THE INPUT START

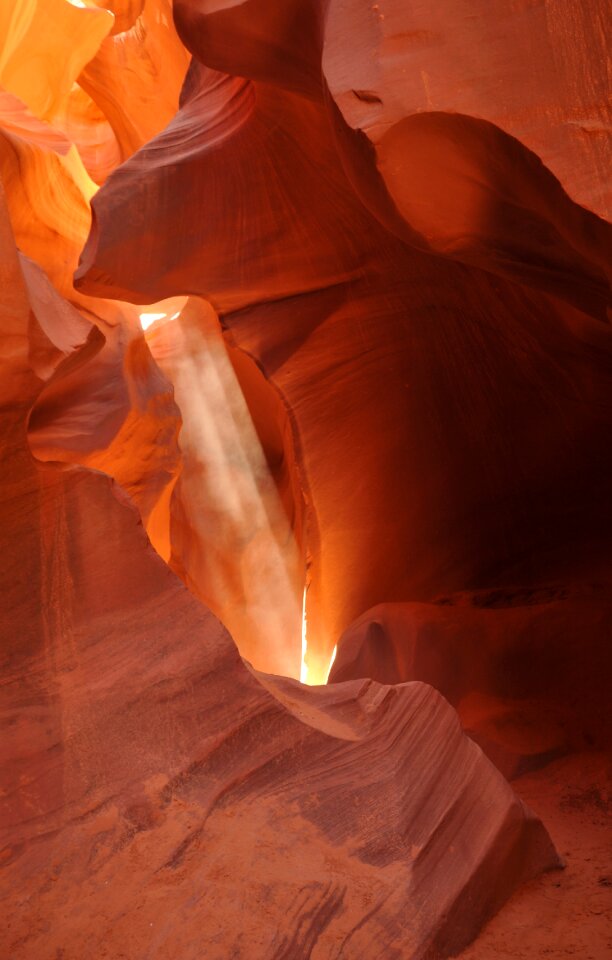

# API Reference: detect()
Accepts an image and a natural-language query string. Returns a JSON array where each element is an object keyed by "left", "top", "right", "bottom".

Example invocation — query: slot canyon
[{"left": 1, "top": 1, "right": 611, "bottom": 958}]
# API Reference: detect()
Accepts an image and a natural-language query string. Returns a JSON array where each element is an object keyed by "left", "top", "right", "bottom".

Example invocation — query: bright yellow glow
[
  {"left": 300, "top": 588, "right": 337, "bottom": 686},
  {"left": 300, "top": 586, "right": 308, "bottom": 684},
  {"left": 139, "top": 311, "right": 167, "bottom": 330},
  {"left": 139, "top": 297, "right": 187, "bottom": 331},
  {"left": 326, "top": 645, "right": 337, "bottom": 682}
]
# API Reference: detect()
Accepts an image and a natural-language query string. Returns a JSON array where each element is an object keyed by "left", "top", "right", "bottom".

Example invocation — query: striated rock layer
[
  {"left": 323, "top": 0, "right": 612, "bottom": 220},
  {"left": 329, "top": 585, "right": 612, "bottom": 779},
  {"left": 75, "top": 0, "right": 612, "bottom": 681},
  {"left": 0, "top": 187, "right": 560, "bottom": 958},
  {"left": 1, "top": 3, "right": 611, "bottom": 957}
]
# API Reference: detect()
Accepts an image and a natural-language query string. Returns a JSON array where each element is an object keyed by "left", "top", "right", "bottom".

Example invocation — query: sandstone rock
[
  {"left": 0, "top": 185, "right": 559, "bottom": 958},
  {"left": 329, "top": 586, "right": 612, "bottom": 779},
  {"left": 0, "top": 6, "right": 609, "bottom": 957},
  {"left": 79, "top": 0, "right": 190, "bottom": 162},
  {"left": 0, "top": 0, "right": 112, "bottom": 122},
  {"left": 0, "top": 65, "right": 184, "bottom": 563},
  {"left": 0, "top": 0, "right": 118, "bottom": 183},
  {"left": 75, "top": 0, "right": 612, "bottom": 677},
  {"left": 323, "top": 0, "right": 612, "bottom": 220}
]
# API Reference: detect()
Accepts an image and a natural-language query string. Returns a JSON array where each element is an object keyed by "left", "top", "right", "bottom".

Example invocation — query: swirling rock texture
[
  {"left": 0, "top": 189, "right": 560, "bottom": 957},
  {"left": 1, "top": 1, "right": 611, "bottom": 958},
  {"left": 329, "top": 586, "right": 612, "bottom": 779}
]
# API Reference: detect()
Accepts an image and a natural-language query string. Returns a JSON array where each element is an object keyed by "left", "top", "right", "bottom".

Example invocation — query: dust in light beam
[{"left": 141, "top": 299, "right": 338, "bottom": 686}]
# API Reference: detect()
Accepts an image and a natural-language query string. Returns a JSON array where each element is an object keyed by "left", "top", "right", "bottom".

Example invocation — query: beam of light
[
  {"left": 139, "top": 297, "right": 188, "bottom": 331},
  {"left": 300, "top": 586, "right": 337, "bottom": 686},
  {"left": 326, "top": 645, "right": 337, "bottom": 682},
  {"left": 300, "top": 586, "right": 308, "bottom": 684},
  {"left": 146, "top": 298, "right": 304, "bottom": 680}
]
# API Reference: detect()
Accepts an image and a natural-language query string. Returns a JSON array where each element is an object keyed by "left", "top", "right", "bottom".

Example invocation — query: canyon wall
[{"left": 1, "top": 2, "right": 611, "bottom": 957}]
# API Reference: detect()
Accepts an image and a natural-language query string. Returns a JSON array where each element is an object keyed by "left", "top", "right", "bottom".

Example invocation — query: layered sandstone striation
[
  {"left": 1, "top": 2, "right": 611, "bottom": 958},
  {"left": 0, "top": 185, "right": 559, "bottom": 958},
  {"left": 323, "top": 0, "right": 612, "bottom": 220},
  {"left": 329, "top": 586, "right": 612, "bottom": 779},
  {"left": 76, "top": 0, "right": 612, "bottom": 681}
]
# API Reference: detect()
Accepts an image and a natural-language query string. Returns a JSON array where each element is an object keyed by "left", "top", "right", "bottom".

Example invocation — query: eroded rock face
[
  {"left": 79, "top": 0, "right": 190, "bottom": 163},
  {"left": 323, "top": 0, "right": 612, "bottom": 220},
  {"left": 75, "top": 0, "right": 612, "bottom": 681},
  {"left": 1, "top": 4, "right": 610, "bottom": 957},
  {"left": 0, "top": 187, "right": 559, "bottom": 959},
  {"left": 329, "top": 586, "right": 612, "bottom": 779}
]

THE INPUT END

**EXERCISE DETAILS**
From the first line to the last, copy the records above exactly and drop any pictures.

**RESPONSE AREA**
# API Reference: detect()
Accepts an image and a natural-language query string. Returns a JSON array where each element is an object keyed by "left", "top", "right", "bottom".

Example invocation — query: slot canyon
[{"left": 1, "top": 1, "right": 611, "bottom": 958}]
# API Reference: detect()
Accepts an image and a natural-language query string. Returns a JSON array where each element is an object keyed by "left", "top", "right", "bottom".

Example invocation — query: bright yellow glow
[
  {"left": 300, "top": 588, "right": 337, "bottom": 686},
  {"left": 300, "top": 586, "right": 308, "bottom": 684},
  {"left": 139, "top": 311, "right": 167, "bottom": 330},
  {"left": 139, "top": 297, "right": 187, "bottom": 331},
  {"left": 326, "top": 645, "right": 337, "bottom": 682}
]
# API Reference: detect()
Accepts an image and a natural-language query string. Returns a JSON array where each element is an object keyed by "left", "top", "right", "bottom".

Example invocation — query: striated rock layer
[
  {"left": 323, "top": 0, "right": 612, "bottom": 220},
  {"left": 329, "top": 585, "right": 612, "bottom": 779},
  {"left": 75, "top": 0, "right": 612, "bottom": 681},
  {"left": 0, "top": 187, "right": 560, "bottom": 958},
  {"left": 1, "top": 3, "right": 611, "bottom": 957}
]
# API Reference: detect()
Accepts an image and a natural-language query string. Returns a JSON array where each element is an object keyed by "left", "top", "right", "bottom".

Example invocation — query: sandstone rock
[
  {"left": 0, "top": 185, "right": 559, "bottom": 958},
  {"left": 329, "top": 586, "right": 612, "bottom": 779},
  {"left": 0, "top": 6, "right": 609, "bottom": 957},
  {"left": 79, "top": 0, "right": 190, "bottom": 162},
  {"left": 0, "top": 0, "right": 112, "bottom": 122},
  {"left": 0, "top": 65, "right": 184, "bottom": 563},
  {"left": 0, "top": 0, "right": 118, "bottom": 183},
  {"left": 75, "top": 0, "right": 612, "bottom": 677},
  {"left": 323, "top": 0, "right": 612, "bottom": 220}
]
# API Reference: detect()
Accepts an image and a natural-language query string. Returns a JSON array where each element is an object keyed by "left", "top", "right", "bottom".

Example invocation — query: swirling rock texture
[
  {"left": 0, "top": 189, "right": 560, "bottom": 957},
  {"left": 1, "top": 1, "right": 611, "bottom": 958},
  {"left": 329, "top": 586, "right": 612, "bottom": 779}
]
# API Reference: detect()
Accepts an image and a natural-language query string. Returns a JSON array where each element is an object keyed by "left", "top", "right", "bottom".

Example invocation — query: dust in light beam
[{"left": 141, "top": 299, "right": 338, "bottom": 686}]
# API Reference: detect()
Accepts an image and a natural-language query string. Returns a JSON array where each element is an object keyed by "left", "top", "right", "bottom".

Example invocation — query: beam of light
[
  {"left": 139, "top": 297, "right": 188, "bottom": 331},
  {"left": 300, "top": 586, "right": 337, "bottom": 686},
  {"left": 326, "top": 645, "right": 337, "bottom": 682},
  {"left": 300, "top": 586, "right": 308, "bottom": 684},
  {"left": 146, "top": 298, "right": 304, "bottom": 680}
]
# API Reference: detect()
Accepts an image and a natural-language query string. Returns a JSON array where each element is an object keyed by "left", "top", "right", "bottom".

Example invocation — query: canyon wall
[{"left": 1, "top": 2, "right": 611, "bottom": 957}]
# API Reference: detect()
Accepts an image and a natural-language query string. Returns a JSON array where each element is an object keyed by "left", "top", "right", "bottom".

Example invocation — query: layered sandstone striation
[
  {"left": 1, "top": 2, "right": 611, "bottom": 958},
  {"left": 0, "top": 185, "right": 559, "bottom": 958},
  {"left": 323, "top": 0, "right": 612, "bottom": 220},
  {"left": 329, "top": 586, "right": 612, "bottom": 779},
  {"left": 76, "top": 0, "right": 612, "bottom": 681}
]
# API Reference: detect()
Accepts an image and a natural-language query string. Returns a JSON array where each element is an object keyed by "left", "top", "right", "bottom".

Example invocation — query: eroded rock face
[
  {"left": 79, "top": 0, "right": 190, "bottom": 163},
  {"left": 323, "top": 0, "right": 612, "bottom": 220},
  {"left": 75, "top": 0, "right": 612, "bottom": 681},
  {"left": 1, "top": 4, "right": 610, "bottom": 957},
  {"left": 0, "top": 187, "right": 559, "bottom": 959},
  {"left": 329, "top": 586, "right": 612, "bottom": 779}
]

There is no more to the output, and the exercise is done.